┌─ Selected passage

Just like what you like, don't like what you don't like, and don't be a tool about it or judge or even care what other folks like in their beer.

No one really cares what you like, so why should you care what other folks do? There's many flavors of pleasures on this planet, and plenty of room for all.

Especially where beer is concerned.
 
I believe that as long as you have the 4 core ingredients per the German Reinheitsgebot (Beer purity law), which states in the original text, the only ingredients that could be used in the production of beer were water, barley and hops. The law also set the price of beer at 1-2 Pfennig per Maß. The Reinheitsgebot is no longer part of German law: it has been replaced by the Provisional German Beer Law, [2] which allows constituent components prohibited in the Reinheitsgebot, such as yeast, wheat malt and cane sugar, but which no longer allows unmalted barley. - Wikipedia

Water, Barley, Hops, Yeast. Anything else is extra. There are beers whos style lend them to additional flavorings, but in my opinion, as long as it compliments the base beer and dose not overpower it, it's fine with me.

Now, I also abide by a few rules when I make or consume my beer:
1. With VERY few exceptions - Thou shalt not "Fruit" thy beer
2. I make beer that I like. To hell with what anyone else thinks of my beer.
3. Beer is NOT A MIXER - See rule 1
4. Beer is for drinking and experancing. Liquor is for getting drunk.
 
I knew I was gonna be slapped down for a poorly posed debate question, the question I intended to ask is about what people consider "beer", not what we like verses don't like. when does something go from beer to wine, of from beer to a cooler?
 
Revvy said:
Why?

Just like what you like, don't like what you don't like, and don't be a tool about it or judge or even care what other folks like in their beer.

No one really cares what you like, so why should you care what other folks do? There's many flavors of pleasures on this planet, and plenty of room for all.

Especially where beer is concerned.

Wisdom from Above.
 
All I know is Bud Light = :( Bud Light + fresh lime = :) Bud Light Lime =
smileyPuking.gif
 
I think we can all agree it has to be fermented.

Does it have to be fermented by Brewer's Yeast? What about other strains of Saccharomyces cerevisiae, e.g., wine yeast or bread yeast? What about all-brett beers, are they in?

It's gotta be barley-based.... or, does it? Can we leave out hefe with a majority of wheat in their grist? What about various obviously-beerlike gluten-free beers? Or, if we let them in, do we accidentally admit soju, sake, or, gawd-forbid, BMC-brewed beverages?
 
There are exceptions to every rule.

Every body is different.

Most of all, Brew what you want. Who is anybody else to tell you what to brew? If you like it, Do it.

Oh, IMHO, Cereal grain based (Barley, wheat, Rye, Ect.) + Hops = beer, Fruit or Veggie base = Wine

Brew on!

└─
┌─ Dataset rows

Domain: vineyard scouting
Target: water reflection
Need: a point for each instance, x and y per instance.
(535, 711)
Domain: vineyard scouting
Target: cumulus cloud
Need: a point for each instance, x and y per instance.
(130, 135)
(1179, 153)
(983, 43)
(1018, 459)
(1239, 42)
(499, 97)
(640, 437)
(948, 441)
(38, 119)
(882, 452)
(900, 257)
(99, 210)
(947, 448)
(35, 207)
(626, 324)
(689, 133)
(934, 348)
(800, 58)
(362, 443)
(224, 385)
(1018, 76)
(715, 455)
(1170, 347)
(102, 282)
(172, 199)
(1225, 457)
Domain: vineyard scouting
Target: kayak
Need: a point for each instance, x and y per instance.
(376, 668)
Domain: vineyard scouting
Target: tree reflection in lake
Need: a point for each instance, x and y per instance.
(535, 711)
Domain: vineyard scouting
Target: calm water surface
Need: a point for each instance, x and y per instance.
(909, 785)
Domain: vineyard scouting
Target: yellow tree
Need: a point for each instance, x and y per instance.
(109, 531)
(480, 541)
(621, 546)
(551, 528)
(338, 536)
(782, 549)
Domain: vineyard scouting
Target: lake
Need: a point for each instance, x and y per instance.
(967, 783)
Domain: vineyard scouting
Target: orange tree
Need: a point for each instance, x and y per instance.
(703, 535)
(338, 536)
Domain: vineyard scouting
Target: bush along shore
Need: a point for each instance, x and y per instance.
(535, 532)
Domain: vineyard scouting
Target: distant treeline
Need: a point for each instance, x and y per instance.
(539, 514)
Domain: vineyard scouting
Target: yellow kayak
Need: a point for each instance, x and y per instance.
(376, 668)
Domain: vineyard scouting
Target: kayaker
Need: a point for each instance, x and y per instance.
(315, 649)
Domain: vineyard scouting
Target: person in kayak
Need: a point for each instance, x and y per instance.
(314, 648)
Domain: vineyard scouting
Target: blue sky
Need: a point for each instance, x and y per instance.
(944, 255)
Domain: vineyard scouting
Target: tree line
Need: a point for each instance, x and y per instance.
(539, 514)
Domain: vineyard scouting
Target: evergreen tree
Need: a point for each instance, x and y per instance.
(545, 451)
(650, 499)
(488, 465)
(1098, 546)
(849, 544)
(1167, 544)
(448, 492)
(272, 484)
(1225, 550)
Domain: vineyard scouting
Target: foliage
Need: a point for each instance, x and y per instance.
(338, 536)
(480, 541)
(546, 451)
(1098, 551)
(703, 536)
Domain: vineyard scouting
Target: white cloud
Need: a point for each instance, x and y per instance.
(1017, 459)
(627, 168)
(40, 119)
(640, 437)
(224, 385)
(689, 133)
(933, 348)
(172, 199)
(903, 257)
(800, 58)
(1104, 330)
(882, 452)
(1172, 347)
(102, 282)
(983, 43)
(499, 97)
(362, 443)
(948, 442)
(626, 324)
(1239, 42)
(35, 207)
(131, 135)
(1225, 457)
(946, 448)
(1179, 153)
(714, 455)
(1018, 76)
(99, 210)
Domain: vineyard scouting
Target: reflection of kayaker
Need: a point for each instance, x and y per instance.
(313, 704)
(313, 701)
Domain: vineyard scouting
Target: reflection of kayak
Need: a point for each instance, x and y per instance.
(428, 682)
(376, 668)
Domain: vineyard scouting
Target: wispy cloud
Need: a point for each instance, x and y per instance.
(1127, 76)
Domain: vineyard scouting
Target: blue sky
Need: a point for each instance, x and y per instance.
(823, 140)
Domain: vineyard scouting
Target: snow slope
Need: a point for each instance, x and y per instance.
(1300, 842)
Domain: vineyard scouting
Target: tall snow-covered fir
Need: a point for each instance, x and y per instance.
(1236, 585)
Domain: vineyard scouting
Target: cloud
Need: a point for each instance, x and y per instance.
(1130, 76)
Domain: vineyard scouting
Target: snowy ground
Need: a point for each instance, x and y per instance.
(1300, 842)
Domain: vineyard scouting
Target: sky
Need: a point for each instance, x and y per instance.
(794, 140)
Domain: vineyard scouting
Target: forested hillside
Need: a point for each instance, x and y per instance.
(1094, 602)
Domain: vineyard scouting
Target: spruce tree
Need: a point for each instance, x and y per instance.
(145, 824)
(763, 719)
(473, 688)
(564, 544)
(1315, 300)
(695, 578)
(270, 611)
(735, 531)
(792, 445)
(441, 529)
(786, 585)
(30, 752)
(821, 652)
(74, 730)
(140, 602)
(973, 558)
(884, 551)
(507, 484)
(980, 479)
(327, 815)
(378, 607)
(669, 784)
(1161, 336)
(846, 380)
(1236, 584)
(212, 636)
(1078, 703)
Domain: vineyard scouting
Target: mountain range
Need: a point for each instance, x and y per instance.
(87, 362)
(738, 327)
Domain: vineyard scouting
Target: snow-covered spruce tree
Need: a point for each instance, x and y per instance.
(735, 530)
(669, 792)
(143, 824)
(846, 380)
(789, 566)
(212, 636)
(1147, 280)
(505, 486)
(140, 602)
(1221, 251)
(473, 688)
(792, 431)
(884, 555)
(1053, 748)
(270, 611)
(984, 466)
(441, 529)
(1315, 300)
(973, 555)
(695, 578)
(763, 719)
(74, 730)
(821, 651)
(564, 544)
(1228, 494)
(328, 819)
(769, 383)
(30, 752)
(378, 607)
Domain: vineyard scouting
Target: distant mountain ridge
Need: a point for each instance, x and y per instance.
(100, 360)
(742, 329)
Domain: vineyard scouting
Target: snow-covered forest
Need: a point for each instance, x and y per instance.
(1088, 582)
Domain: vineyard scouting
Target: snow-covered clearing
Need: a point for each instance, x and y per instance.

└─

=== Requests ===
1. Write out the stretch of the beer thread from "It's gotta be" through "to every rule.".
2. Answer these questions using the beer thread:
(a) According to the original Reinheitsgebot text, which ingredients could be used to produce beer?
(b) In the numbered rules, what is liquor said to be for?
(c) In the closing formula, what does a fruit or veggie base make?

=== Outputs for the tasks ===
1.
It's gotta be barley-based.... or, does it? Can we leave out hefe with a majority of wheat in their grist? What about various obviously-beerlike gluten-free beers? Or, if we let them in, do we accidentally admit soju, sake, or, gawd-forbid, BMC-brewed beverages?
 
There are exceptions to every rule.

2.
(a) Water, barley and hops.
(b) Getting drunk.
(c) Wine.